**What this task involves**
Nothing but an exact copy of the records below counts as the answer.

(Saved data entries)

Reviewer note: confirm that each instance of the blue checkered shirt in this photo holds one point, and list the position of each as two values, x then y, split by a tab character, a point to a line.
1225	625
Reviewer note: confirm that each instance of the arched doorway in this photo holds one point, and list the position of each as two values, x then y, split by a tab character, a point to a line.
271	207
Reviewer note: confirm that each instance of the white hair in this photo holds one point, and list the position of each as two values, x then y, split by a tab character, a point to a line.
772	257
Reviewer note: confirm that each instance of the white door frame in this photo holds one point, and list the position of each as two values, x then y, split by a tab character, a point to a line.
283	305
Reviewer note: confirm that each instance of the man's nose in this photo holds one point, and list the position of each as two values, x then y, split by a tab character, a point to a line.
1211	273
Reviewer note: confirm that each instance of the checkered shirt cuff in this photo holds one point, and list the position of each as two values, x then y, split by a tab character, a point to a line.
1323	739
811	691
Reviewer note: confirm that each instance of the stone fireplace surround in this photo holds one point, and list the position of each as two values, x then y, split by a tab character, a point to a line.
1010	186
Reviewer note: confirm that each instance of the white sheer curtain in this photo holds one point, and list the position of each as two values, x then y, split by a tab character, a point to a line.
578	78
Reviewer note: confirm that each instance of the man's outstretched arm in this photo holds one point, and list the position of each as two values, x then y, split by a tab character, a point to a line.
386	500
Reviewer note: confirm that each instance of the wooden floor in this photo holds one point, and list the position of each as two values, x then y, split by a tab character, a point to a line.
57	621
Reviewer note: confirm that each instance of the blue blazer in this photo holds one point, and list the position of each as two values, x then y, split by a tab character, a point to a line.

**Output of the exercise**
Reviewer note: confirm that each instance of the blue checkered shirt in this photo holds one point, and list the position of each as two values, x then y, split by a tab character, a point to a line.
1225	625
Reviewer note: confirm that each instance of the arched doorway in this photo holds one point, and list the position of each as two values, x then y, split by a tab character, a point to a line.
271	207
Reviewer note: confirm that each instance of the white hair in this photo holds one point, and list the position of each as two values, x then y, split by a tab character, a point to a line.
772	257
Reviewer note: confirm that each instance of the white door frame in this photo holds one point, and list the position of each as two values, x then y, split by a tab character, a point to a line.
283	305
Reviewer note: confirm that each instance of the man's nose in this photo holds one point, and list the position of each as two values, x then y, split by a tab character, a point to a line.
1211	273
Reviewer note: confirm that each instance of the checkered shirt cuff in this photo holds one point, and list the position of each as two values, x then y, split by a tab character, a point to a line.
1323	739
811	691
Reviewer note: confirm that each instance of the stone fireplace surround in this photo holds one point, and list the position of each as two values, x then y, split by a tab character, a point to a line.
1010	186
Reviewer note: confirm that each instance of the white sheer curtain in this photo holds one point, and list the position of each as two values, x then y, split by a tab character, a point to a line.
578	78
Reviewer note: confirm that each instance of the man's outstretched arm in this photo holds one point, and list the position of each as two values, x then y, split by a tab character, a point to a line.
386	500
Reviewer note: confirm that each instance of the wooden floor in this photo holds one point, and list the position of each as two values, x then y, split by a tab character, a point to a line.
57	621
Reviewer note: confirm that each instance of the blue blazer in this photo holds one point, and list the position of each as two values, x then y, split by a tab character, a point to a line.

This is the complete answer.